### Task inputs

__________________________________________________

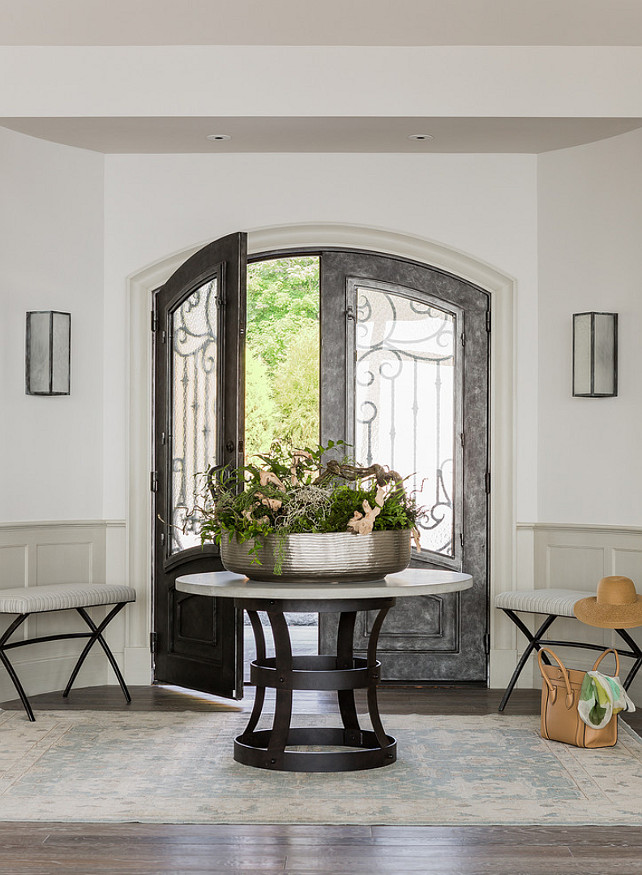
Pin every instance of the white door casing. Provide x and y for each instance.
(500, 286)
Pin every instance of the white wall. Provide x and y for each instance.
(590, 258)
(484, 205)
(51, 252)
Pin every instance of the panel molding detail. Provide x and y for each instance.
(566, 556)
(41, 552)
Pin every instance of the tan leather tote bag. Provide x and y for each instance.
(560, 695)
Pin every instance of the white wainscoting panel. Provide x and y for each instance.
(41, 553)
(571, 557)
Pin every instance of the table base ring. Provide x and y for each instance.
(252, 749)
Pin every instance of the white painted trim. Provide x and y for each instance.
(502, 289)
(33, 524)
(581, 528)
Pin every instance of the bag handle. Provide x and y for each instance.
(553, 690)
(617, 660)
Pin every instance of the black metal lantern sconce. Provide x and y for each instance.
(594, 355)
(48, 353)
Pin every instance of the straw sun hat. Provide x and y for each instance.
(616, 606)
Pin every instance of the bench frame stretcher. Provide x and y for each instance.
(535, 643)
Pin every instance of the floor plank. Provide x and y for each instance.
(152, 849)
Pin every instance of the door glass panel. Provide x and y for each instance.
(194, 441)
(282, 353)
(405, 403)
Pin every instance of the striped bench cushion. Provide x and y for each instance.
(61, 597)
(542, 601)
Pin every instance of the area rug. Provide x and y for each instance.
(177, 767)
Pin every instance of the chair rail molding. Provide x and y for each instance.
(500, 286)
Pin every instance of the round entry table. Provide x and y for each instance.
(343, 672)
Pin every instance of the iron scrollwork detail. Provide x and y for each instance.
(405, 357)
(194, 406)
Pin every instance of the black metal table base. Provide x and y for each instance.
(536, 642)
(95, 635)
(344, 673)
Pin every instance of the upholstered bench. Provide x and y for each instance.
(553, 603)
(46, 599)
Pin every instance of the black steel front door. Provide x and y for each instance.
(199, 325)
(404, 380)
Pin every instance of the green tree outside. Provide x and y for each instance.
(282, 353)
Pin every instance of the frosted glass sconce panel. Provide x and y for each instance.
(594, 355)
(48, 353)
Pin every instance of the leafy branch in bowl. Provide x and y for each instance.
(297, 491)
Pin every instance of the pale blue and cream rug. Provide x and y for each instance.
(177, 767)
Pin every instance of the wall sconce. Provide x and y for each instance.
(48, 353)
(594, 355)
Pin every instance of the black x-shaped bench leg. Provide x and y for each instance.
(535, 643)
(95, 635)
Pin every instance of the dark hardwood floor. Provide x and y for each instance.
(36, 848)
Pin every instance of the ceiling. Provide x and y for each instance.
(312, 22)
(189, 135)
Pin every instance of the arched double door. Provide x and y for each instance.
(403, 378)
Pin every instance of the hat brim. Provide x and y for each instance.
(609, 616)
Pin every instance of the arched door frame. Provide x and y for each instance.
(500, 286)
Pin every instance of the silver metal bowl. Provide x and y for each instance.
(334, 556)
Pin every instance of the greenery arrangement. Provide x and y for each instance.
(302, 491)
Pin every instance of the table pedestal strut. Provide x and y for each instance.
(266, 749)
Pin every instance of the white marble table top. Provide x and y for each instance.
(411, 582)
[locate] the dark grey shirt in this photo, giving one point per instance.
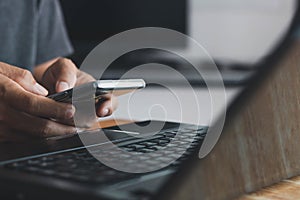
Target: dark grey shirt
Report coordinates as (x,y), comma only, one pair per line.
(32,32)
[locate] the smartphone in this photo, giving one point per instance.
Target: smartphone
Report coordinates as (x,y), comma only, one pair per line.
(97,89)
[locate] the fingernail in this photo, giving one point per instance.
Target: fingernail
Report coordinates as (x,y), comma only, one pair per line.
(61,86)
(40,89)
(70,112)
(105,112)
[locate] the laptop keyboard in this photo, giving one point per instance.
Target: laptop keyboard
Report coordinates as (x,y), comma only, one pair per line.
(80,165)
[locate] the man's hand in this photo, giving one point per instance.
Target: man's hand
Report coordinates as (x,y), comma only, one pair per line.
(62,74)
(25,109)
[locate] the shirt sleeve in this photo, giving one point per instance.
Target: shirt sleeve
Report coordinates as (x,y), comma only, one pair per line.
(52,38)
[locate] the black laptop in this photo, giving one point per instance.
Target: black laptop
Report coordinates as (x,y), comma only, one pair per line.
(65,169)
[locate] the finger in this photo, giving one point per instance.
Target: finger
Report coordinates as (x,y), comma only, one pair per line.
(34,125)
(14,95)
(66,75)
(22,77)
(106,106)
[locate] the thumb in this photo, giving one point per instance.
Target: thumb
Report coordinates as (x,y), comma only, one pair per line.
(65,82)
(23,78)
(67,75)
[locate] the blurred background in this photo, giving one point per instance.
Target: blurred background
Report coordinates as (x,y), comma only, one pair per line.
(237,34)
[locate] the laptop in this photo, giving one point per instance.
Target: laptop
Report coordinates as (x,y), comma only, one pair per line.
(47,169)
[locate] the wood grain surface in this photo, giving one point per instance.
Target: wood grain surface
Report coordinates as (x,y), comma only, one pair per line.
(260,145)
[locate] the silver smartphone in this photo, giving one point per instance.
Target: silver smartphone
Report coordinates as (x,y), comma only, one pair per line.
(98,89)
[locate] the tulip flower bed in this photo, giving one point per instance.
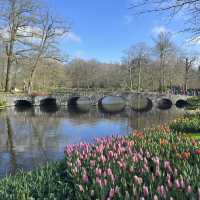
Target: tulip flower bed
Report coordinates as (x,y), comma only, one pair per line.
(2,104)
(194,103)
(154,165)
(187,124)
(157,164)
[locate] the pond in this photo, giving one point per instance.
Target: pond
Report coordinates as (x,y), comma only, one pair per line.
(30,138)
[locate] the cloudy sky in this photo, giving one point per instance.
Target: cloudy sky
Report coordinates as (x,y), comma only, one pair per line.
(102,29)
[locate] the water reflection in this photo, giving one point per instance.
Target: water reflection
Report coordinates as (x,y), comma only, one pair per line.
(32,137)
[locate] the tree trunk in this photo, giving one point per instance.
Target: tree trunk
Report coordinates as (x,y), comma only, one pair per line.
(7,85)
(131,78)
(30,83)
(139,76)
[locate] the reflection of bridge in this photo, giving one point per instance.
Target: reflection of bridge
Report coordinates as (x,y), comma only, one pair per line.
(64,99)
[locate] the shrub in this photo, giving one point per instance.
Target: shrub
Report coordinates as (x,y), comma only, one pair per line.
(194,103)
(2,103)
(187,124)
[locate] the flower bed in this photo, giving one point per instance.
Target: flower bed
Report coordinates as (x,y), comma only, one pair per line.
(194,103)
(2,104)
(188,124)
(154,165)
(157,164)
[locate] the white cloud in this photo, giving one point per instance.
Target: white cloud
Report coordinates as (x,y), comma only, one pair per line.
(159,29)
(193,41)
(72,37)
(128,19)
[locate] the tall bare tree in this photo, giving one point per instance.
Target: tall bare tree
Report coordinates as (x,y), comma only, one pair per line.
(163,47)
(15,17)
(189,8)
(137,56)
(188,65)
(45,40)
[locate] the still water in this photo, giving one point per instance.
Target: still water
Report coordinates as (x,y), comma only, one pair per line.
(30,138)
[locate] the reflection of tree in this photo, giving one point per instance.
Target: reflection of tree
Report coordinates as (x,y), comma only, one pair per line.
(10,146)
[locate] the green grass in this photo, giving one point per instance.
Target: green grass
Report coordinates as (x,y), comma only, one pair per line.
(187,124)
(194,103)
(195,136)
(51,182)
(125,157)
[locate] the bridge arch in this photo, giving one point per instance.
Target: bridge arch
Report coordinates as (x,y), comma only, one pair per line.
(112,104)
(80,104)
(181,103)
(141,104)
(49,101)
(164,104)
(22,103)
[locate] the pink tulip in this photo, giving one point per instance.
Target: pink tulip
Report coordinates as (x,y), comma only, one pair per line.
(177,184)
(155,197)
(189,189)
(85,178)
(81,188)
(98,172)
(161,191)
(145,191)
(112,193)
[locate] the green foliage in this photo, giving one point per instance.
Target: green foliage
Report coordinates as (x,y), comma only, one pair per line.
(50,182)
(188,124)
(3,103)
(154,164)
(194,103)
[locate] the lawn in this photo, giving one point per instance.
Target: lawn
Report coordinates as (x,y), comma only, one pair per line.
(156,164)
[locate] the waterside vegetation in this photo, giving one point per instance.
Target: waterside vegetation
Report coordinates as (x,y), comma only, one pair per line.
(155,164)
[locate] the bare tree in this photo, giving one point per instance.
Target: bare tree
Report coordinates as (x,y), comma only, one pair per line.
(163,47)
(189,8)
(15,16)
(45,40)
(188,65)
(137,56)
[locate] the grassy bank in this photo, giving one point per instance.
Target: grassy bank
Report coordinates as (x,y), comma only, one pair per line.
(194,103)
(3,104)
(50,182)
(157,164)
(187,124)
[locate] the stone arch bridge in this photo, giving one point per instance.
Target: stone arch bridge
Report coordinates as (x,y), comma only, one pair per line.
(70,97)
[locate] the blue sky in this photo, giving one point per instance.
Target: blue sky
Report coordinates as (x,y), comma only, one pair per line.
(102,29)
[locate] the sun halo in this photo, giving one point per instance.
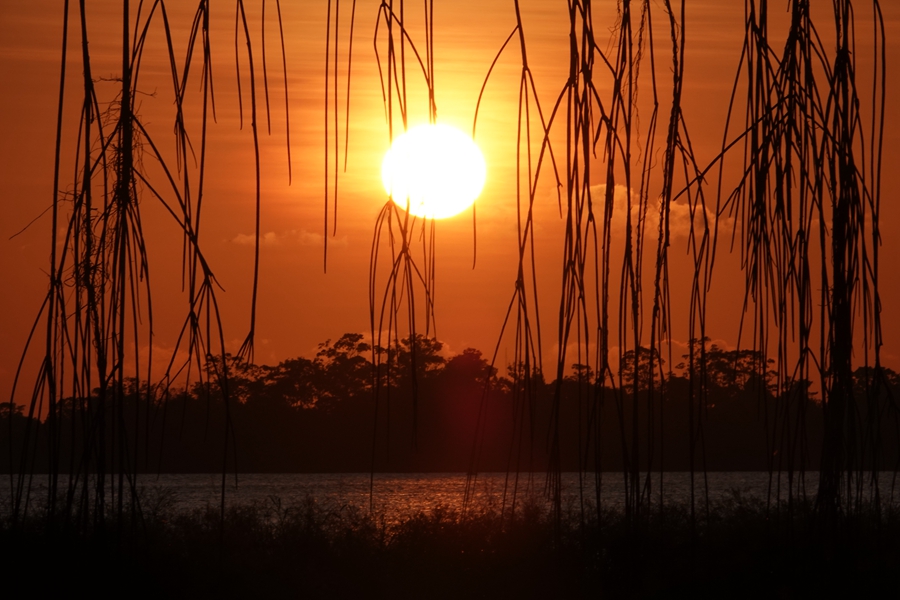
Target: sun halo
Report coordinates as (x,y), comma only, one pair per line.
(434,171)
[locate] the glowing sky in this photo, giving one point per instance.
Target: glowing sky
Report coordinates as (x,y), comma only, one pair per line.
(300,304)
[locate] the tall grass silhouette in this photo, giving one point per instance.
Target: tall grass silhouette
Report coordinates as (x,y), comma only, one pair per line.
(806,208)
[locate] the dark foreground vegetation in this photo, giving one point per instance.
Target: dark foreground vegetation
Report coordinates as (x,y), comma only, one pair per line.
(422,411)
(742,550)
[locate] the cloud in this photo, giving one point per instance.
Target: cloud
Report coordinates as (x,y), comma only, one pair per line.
(291,237)
(680,217)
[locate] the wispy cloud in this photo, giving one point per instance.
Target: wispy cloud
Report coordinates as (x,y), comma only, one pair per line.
(292,237)
(680,217)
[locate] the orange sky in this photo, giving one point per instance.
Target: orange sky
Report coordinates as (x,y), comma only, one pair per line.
(299,305)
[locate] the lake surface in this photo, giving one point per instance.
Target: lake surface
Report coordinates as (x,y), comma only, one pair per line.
(399,495)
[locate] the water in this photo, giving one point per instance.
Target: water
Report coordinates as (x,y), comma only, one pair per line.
(401,495)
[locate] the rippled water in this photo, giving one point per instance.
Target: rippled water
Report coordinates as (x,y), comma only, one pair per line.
(400,495)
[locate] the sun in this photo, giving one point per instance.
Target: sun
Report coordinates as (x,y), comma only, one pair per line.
(433,171)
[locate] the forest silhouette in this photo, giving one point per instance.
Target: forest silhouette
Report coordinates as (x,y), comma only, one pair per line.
(318,415)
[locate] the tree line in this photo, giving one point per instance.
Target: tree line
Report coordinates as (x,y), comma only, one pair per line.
(410,408)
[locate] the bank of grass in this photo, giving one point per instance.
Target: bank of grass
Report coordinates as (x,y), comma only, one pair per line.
(304,550)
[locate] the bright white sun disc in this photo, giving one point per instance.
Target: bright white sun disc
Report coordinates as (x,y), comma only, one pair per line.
(434,171)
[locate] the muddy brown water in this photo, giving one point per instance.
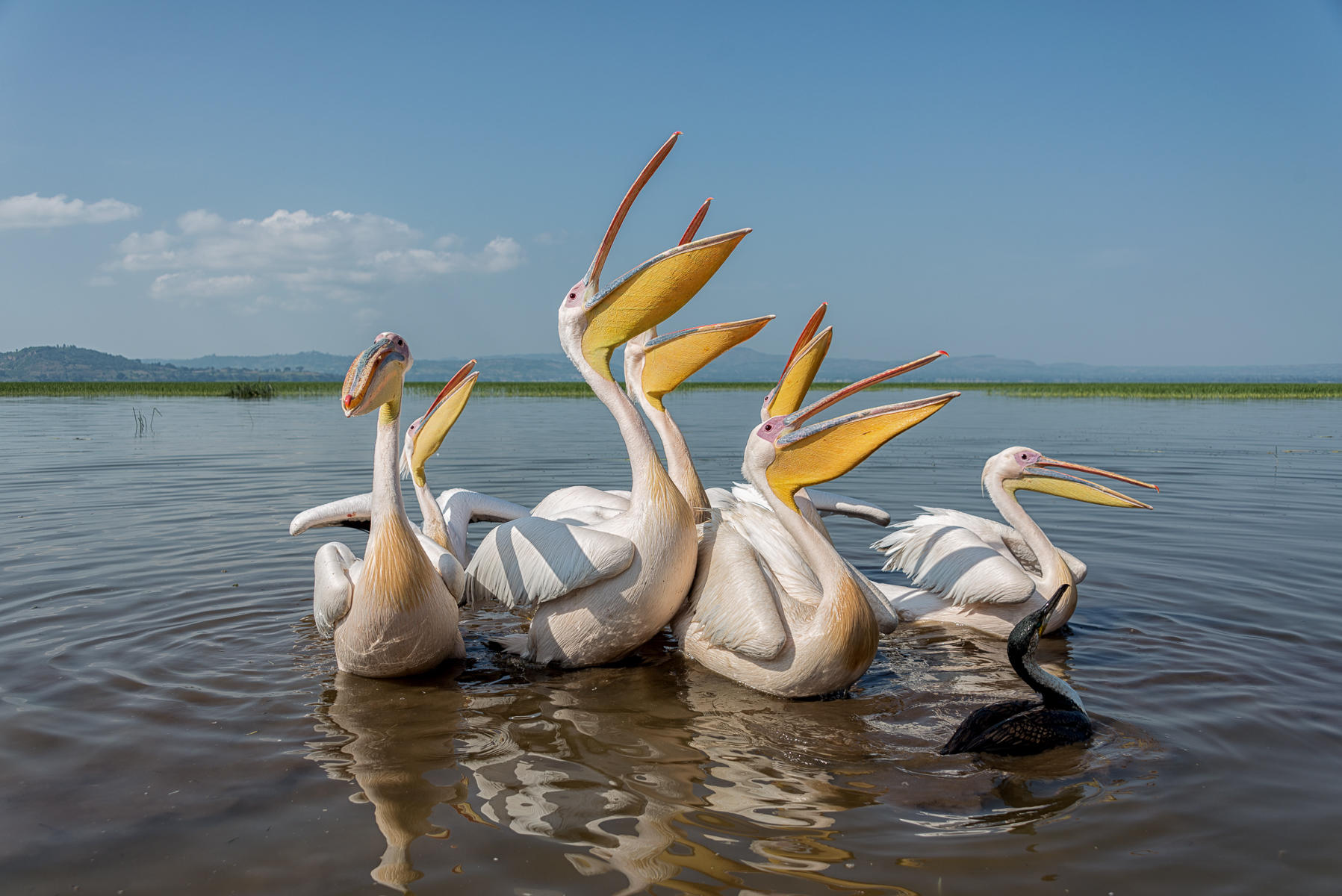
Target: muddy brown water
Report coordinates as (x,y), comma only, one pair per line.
(173,724)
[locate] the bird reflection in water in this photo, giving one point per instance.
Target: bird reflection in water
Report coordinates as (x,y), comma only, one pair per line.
(390,734)
(611,761)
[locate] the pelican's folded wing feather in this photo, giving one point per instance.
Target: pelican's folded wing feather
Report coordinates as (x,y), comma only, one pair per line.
(1004,540)
(560,500)
(355,511)
(532,560)
(828,503)
(939,554)
(733,601)
(335,573)
(462,507)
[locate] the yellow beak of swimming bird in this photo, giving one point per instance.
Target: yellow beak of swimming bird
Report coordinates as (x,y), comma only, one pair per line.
(653,291)
(808,353)
(1034,478)
(426,435)
(824,451)
(671,358)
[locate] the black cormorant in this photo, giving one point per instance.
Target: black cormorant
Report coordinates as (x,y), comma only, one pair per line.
(1023,727)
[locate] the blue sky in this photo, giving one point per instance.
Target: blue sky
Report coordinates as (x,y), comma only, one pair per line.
(1136,183)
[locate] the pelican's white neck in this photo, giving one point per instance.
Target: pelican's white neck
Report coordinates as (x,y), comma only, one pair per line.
(1051,565)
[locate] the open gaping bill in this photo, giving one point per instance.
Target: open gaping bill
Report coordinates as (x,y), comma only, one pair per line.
(816,633)
(391,613)
(1023,727)
(600,591)
(654,367)
(447,518)
(978,573)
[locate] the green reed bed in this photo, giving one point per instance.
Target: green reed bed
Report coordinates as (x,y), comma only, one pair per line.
(291,389)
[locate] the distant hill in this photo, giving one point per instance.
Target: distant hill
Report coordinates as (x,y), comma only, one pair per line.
(72,364)
(748,365)
(740,365)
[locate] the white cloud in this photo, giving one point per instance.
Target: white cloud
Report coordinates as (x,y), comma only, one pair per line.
(294,258)
(200,287)
(35,211)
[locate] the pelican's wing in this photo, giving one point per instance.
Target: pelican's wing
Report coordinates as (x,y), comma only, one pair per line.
(828,502)
(335,573)
(532,560)
(886,617)
(449,567)
(462,507)
(1005,541)
(734,599)
(353,511)
(942,556)
(557,503)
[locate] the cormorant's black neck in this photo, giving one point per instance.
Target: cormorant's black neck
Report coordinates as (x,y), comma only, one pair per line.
(1057,694)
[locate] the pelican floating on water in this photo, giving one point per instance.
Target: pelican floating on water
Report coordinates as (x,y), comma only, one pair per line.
(1023,727)
(394,612)
(815,633)
(600,591)
(978,573)
(446,518)
(754,517)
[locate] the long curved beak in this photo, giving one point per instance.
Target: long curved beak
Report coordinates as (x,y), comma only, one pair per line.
(633,193)
(828,449)
(799,417)
(808,352)
(1052,606)
(363,370)
(694,225)
(651,293)
(1075,487)
(798,376)
(441,417)
(671,358)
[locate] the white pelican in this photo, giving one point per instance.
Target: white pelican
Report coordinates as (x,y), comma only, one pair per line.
(754,520)
(446,520)
(600,591)
(654,367)
(813,635)
(978,573)
(391,613)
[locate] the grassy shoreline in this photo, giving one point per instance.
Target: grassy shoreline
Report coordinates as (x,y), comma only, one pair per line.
(1176,391)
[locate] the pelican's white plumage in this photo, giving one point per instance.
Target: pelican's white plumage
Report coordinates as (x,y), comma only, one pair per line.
(394,612)
(966,559)
(803,626)
(976,572)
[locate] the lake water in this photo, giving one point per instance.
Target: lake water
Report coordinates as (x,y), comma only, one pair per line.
(173,724)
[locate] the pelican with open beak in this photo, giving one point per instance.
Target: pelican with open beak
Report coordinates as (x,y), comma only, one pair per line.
(447,517)
(394,612)
(603,589)
(978,573)
(742,621)
(752,515)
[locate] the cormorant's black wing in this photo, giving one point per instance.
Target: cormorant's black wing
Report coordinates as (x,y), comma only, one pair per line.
(1034,731)
(981,721)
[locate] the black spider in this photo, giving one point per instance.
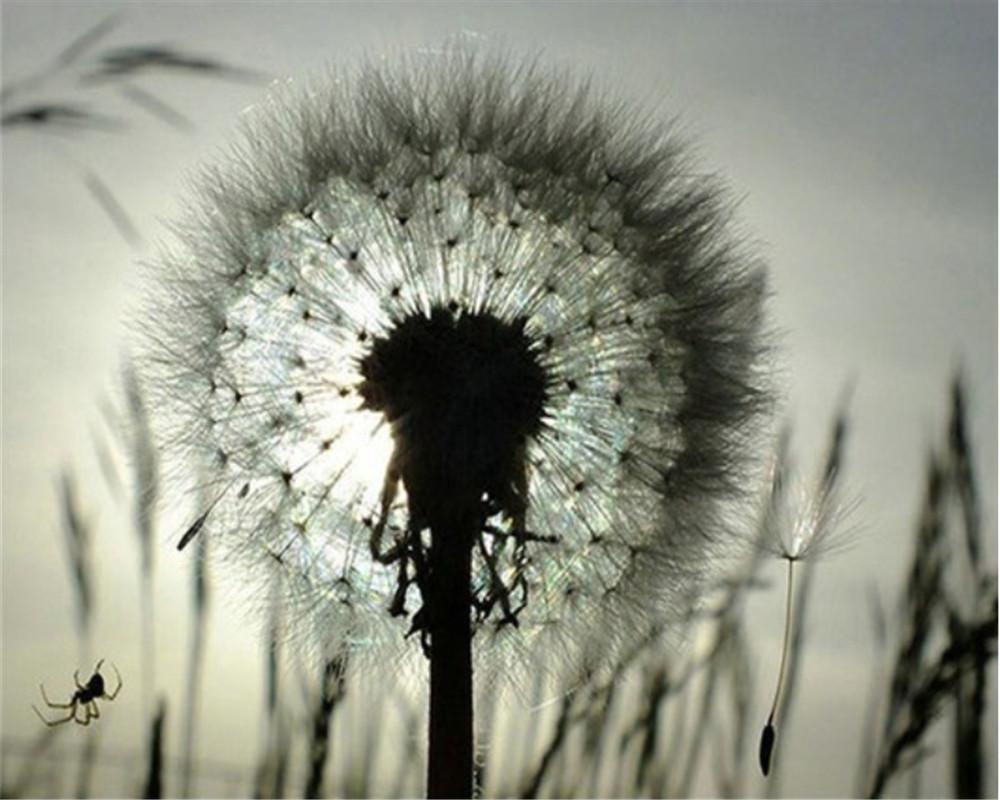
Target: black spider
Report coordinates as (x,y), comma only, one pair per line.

__________________________________________________

### Short problem
Only the lines from the one holding "[locate] the lake water" through the last line of the records should be output, please, exactly and without any pictures.

### Response
[locate] the lake water in this photo, giving one point per instance.
Target: lake water
Report coordinates as (x,y), comma only, one pair per line.
(173,724)
[locate] the pelican with open beak in this photo, giving one point per instance.
Target: pelican with open beak
Report coordinates as (x,y), comma only, one pair per line.
(447,517)
(394,612)
(603,589)
(978,573)
(742,621)
(752,515)
[locate] the cormorant's black wing in this photo, giving one point per instance.
Target: cormorant's black wing
Report coordinates as (x,y), comma only, one pair per line.
(1034,731)
(981,721)
[locate] the black spider in this photo, giving one point per instance.
Target: black spider
Report coordinates as (x,y), comma only, one pair per line.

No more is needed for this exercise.